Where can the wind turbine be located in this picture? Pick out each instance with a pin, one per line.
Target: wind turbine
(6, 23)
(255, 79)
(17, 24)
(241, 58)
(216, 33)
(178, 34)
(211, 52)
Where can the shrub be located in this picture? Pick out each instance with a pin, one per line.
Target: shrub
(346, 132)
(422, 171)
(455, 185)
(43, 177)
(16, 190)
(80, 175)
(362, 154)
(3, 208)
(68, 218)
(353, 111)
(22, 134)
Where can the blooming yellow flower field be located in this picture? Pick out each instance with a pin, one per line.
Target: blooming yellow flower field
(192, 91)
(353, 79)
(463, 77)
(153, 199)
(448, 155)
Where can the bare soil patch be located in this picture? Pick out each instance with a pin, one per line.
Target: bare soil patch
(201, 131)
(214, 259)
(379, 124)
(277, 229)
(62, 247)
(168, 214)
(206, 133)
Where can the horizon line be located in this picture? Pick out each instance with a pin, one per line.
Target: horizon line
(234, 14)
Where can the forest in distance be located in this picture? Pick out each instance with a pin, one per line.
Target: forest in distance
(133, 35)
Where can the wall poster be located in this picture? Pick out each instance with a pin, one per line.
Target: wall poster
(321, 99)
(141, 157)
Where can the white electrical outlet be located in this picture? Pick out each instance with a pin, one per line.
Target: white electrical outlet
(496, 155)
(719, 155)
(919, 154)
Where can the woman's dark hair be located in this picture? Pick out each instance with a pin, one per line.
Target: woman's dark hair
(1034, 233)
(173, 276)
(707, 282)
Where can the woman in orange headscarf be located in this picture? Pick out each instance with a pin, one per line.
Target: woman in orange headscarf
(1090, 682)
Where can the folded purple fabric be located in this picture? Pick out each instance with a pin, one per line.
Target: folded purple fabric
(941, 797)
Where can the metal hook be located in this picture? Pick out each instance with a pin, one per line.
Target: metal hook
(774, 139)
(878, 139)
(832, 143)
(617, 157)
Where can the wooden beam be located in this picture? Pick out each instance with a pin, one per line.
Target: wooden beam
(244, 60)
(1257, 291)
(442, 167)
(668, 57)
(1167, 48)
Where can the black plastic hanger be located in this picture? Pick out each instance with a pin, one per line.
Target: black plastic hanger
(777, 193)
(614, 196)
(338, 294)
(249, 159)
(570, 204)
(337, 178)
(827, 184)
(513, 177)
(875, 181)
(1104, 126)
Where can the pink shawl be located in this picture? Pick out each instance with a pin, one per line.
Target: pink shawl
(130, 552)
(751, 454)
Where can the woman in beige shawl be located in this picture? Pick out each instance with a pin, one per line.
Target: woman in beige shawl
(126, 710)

*THE TASK*
Please write out all of the material above as a numbered list, one line per entry, and leave out any blank lines.

*ANSWER FOR THE TASK*
1. Where can the wind turbine be located in this picture? Pick out each instance with a pin, one per line.
2. Target: wind turbine
3. (6, 23)
4. (255, 79)
5. (17, 24)
6. (241, 58)
7. (216, 33)
8. (178, 34)
9. (211, 52)
10. Where can the shrub be located in this picture? Pick out each instance with a pin, one per line.
11. Target: shrub
12. (346, 132)
13. (422, 171)
14. (455, 185)
15. (43, 177)
16. (16, 190)
17. (80, 175)
18. (362, 154)
19. (3, 208)
20. (68, 218)
21. (353, 111)
22. (22, 134)
23. Where can the blooming yellow flower field be located in this picture? Pick out each instance with a pin, one per line.
24. Target: blooming yellow flower field
25. (192, 91)
26. (353, 79)
27. (463, 77)
28. (153, 199)
29. (448, 155)
30. Where can the bare soil patch be located in this picture? Pick out each instance with a pin, one per line.
31. Target: bare soil patch
32. (201, 131)
33. (214, 259)
34. (379, 124)
35. (277, 229)
36. (62, 247)
37. (168, 214)
38. (206, 133)
39. Where can the horizon line be located in this picture? Pick out each instance with a pin, one per line.
40. Target: horizon line
41. (234, 14)
42. Where can the forest in distance be located in this picture? Pick out each instance with a pin, one per line.
43. Target: forest in distance
44. (133, 35)
45. Where can the wall poster be located in this picture? Pick out each instance with a pin, one per line.
46. Target: wall poster
47. (321, 99)
48. (141, 157)
49. Where can the white electrical outlet be located in this picture? Pick out each instance with a pin, one per line.
50. Target: white electrical outlet
51. (496, 155)
52. (719, 155)
53. (919, 154)
54. Where can the woman's dark hair be located in this picture? Pick out each instance with a pin, one per line.
55. Target: woman's dark hair
56. (1034, 233)
57. (173, 276)
58. (707, 282)
59. Where can the woman in orange headscarf be located in this picture? Pick out each instance with a pin, one per line.
60. Target: woman in orange headscarf
61. (1090, 682)
62. Where can the folded purple fabric be located in this picture? Pick out each instance with a pin, one per line.
63. Target: folded purple fabric
64. (941, 797)
65. Where can the metal hook be located in this picture? Pick out each instance with a pin, one per line.
66. Target: metal hook
67. (774, 139)
68. (878, 139)
69. (832, 143)
70. (617, 157)
71. Where can the wooden beam be located in this picture? Pick out each instance with a pin, one per line.
72. Target: wooden beam
73. (244, 60)
74. (1257, 291)
75. (442, 167)
76. (668, 57)
77. (1167, 48)
78. Where can the black plastic hanger be located in this picture? Pick out each instance with a pin, one per line.
79. Target: black plastic hanger
80. (777, 193)
81. (614, 196)
82. (338, 294)
83. (249, 159)
84. (570, 204)
85. (337, 178)
86. (827, 184)
87. (513, 177)
88. (875, 181)
89. (1104, 126)
90. Where can the pink shawl be located in this picture? Pick out each instance with a pin, one per line.
91. Target: pink shawl
92. (130, 552)
93. (751, 454)
94. Where can the woman in beige shawl be located in this picture? Pick out each instance with a pin, one per line.
95. Target: woman in beige shawl
96. (126, 710)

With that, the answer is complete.